# START OF Records for the task
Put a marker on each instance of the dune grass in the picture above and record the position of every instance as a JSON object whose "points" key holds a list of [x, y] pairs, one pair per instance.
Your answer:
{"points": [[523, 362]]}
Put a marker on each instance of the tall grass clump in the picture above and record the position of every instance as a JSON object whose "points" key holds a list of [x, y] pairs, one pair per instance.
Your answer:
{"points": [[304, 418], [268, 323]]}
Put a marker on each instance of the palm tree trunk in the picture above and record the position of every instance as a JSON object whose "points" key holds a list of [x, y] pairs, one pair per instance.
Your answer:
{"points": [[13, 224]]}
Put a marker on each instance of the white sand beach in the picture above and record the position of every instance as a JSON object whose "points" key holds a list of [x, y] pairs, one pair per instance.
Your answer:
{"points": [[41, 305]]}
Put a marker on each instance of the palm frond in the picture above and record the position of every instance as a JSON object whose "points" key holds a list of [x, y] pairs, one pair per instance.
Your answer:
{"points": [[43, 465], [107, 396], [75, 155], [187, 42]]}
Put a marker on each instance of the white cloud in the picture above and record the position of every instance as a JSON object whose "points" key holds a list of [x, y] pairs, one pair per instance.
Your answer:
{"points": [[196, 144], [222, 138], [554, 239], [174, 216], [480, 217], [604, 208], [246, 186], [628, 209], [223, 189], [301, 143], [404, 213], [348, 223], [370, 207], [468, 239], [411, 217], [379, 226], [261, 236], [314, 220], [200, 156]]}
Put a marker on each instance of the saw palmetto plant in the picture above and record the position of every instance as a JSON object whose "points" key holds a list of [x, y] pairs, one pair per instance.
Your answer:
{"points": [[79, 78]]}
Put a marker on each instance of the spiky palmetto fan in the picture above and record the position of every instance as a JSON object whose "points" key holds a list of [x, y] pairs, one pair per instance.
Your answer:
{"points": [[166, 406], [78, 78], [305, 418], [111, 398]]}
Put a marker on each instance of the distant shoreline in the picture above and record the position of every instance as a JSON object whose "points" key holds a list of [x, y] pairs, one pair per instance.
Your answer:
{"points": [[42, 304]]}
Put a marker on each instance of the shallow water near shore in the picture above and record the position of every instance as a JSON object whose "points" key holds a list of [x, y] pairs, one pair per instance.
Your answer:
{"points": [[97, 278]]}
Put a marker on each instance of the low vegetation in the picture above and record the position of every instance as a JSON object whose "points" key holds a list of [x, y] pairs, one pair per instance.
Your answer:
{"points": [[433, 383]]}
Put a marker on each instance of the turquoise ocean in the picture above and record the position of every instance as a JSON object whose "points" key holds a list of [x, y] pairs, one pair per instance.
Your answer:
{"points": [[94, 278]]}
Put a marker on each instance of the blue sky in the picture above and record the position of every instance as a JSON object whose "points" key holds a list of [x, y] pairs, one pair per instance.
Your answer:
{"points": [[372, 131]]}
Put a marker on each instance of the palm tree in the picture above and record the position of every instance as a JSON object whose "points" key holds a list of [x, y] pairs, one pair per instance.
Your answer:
# END OF Records for the task
Find the line that contains "Put a marker on each instance of the spiky" in the listing above. Retype it and every line after it up to the last, exactly, and nothing else.

Put a marker on each instance of the spiky palmetto fan in the picture above and record the position of every instance as a JSON object whose "points" key holds a list of [x, y] pairs, one pair per instance.
Your answer:
{"points": [[166, 406], [78, 78], [305, 418], [111, 398]]}
Put a marker on each instance of the distant shoreline in the picture above and record the position of every instance as a JSON object whose "points" key holds a list of [x, y] pairs, one pair per instance.
Your answer:
{"points": [[42, 304]]}
Put a marker on each instance of the shallow water near shore in the picture above and record the position of every instance as a JSON object whose "points" key holds a list of [x, y] pairs, one pair per instance.
Your answer:
{"points": [[97, 278]]}
Put a marker on each instance of the low vegetation in the picture above and record the position of every instance as a JSON object whose "points" key holds a list of [x, y] pairs, one pair per instance.
Your answer:
{"points": [[433, 383]]}
Put a marker on each instance of the turquoise ocean in the picture above and record the position of every instance as a JSON object whose "points" key holds a list of [x, y] pairs, one pair per instance.
Your answer:
{"points": [[94, 278]]}
Put a marker on each instance of the blue sky in the picture above and record the position of every instance as a JSON object whose "points" key holds a list of [x, y] pairs, one pair per instance.
Your answer:
{"points": [[372, 131]]}
Put a marker on each instance of the palm tree in the picture above and record the position of every instance as a JSON object whose "points" key holds a list of [x, y] pairs, one pair per instance.
Your answer:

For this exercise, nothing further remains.